### GIVEN RECORDS

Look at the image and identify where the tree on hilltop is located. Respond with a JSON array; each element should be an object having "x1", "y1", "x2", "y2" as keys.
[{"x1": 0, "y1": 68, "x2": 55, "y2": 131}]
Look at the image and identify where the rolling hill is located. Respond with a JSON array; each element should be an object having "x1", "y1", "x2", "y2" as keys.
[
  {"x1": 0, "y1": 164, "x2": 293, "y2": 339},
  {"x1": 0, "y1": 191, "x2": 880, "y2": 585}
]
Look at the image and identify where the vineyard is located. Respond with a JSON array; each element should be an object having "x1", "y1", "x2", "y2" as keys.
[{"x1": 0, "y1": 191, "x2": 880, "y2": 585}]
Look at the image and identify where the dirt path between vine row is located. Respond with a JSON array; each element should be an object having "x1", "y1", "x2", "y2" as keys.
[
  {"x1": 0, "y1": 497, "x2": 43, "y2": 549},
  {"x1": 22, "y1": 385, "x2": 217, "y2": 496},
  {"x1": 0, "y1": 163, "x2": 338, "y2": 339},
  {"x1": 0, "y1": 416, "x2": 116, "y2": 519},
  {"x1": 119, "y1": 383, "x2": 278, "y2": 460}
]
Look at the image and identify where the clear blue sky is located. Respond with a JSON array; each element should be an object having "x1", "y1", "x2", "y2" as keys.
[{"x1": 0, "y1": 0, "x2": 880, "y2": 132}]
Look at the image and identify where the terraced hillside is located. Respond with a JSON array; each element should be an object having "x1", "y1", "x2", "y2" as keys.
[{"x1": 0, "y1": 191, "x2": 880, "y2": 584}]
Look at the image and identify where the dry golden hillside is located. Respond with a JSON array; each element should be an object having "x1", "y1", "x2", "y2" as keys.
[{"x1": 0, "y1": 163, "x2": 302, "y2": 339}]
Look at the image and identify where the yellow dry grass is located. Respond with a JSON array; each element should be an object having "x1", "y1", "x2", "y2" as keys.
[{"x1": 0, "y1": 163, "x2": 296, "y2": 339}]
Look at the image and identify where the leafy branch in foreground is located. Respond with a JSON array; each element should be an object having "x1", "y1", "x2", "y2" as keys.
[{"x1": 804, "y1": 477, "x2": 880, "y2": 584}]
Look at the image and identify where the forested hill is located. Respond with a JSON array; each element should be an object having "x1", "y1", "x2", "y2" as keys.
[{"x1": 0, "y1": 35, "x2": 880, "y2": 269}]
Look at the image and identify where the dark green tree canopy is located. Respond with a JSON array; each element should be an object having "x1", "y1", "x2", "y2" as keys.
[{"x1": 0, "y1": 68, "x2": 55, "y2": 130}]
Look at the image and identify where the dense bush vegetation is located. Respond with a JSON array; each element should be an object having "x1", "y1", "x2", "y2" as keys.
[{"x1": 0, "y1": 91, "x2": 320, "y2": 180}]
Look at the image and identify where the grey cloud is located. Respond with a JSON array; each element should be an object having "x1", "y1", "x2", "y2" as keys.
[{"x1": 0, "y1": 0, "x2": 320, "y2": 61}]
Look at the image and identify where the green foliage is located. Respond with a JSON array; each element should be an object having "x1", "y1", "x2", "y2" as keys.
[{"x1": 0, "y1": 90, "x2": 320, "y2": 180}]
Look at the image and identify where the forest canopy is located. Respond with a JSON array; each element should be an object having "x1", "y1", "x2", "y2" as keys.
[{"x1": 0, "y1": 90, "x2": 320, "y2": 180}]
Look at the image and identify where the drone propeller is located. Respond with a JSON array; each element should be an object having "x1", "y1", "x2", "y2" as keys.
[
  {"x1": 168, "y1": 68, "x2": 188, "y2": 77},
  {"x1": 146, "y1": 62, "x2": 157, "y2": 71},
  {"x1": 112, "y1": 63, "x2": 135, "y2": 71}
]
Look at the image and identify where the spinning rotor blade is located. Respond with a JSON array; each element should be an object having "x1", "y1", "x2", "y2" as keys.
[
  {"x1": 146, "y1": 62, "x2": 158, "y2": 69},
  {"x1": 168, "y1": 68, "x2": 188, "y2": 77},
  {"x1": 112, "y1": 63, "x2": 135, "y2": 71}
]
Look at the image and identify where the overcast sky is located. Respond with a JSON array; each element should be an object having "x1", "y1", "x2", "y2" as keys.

######

## REQUEST
Filter the lines above down to those that contain the word "canopy", and copy each of those lines in full.

## RIGHT ANSWER
Look at the image and identify where the dark green tree canopy is located. Respond with a JSON array; each element should be an object having "x1", "y1", "x2", "y2" as keys.
Look at the image and identify where the forest canopy is located. Respond with a JSON array; each element should be an object having "x1", "y1", "x2", "y2" as keys.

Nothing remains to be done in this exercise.